:: Exercise materials

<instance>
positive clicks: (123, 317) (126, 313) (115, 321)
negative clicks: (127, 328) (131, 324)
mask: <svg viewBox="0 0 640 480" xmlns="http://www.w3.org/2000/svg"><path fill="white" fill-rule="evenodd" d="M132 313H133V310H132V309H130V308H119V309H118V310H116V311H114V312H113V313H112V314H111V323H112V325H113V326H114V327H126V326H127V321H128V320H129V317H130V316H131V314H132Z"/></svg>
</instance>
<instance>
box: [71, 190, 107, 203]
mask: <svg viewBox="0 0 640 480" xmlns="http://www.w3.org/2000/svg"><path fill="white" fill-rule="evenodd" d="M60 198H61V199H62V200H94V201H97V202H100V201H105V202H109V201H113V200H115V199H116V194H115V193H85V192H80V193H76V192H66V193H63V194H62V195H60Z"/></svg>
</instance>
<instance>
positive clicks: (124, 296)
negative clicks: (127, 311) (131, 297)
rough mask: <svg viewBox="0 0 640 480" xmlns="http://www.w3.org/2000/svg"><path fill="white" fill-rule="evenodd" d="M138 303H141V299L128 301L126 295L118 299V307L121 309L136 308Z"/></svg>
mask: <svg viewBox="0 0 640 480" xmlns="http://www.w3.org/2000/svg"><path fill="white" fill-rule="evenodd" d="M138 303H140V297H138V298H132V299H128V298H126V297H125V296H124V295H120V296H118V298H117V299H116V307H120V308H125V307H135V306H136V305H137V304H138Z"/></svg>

::::

§ **Work task**
Copy down the entries exactly, leaving out no line.

§ **Exercise output**
<instance>
positive clicks: (123, 317) (126, 313) (115, 321)
negative clicks: (127, 328) (131, 324)
mask: <svg viewBox="0 0 640 480" xmlns="http://www.w3.org/2000/svg"><path fill="white" fill-rule="evenodd" d="M132 313H133V310H132V309H130V308H119V309H118V310H116V311H114V312H113V313H112V314H111V323H112V325H113V326H114V327H126V326H127V321H128V320H129V317H130V316H131V314H132Z"/></svg>
</instance>
<instance>
box: [71, 190, 107, 203]
mask: <svg viewBox="0 0 640 480" xmlns="http://www.w3.org/2000/svg"><path fill="white" fill-rule="evenodd" d="M60 198H61V199H62V200H94V201H97V202H100V201H105V202H109V201H113V200H115V199H116V194H115V193H85V192H80V193H76V192H66V193H63V194H62V195H60Z"/></svg>
</instance>
<instance>
positive clicks: (124, 296)
negative clicks: (127, 311) (131, 297)
rough mask: <svg viewBox="0 0 640 480" xmlns="http://www.w3.org/2000/svg"><path fill="white" fill-rule="evenodd" d="M138 303H141V299L128 301L126 295L118 299V307L121 309L136 308Z"/></svg>
mask: <svg viewBox="0 0 640 480" xmlns="http://www.w3.org/2000/svg"><path fill="white" fill-rule="evenodd" d="M138 303H140V297H138V298H132V299H128V298H126V297H125V296H124V295H120V296H118V298H117V299H116V307H120V308H125V307H135V306H136V305H137V304H138Z"/></svg>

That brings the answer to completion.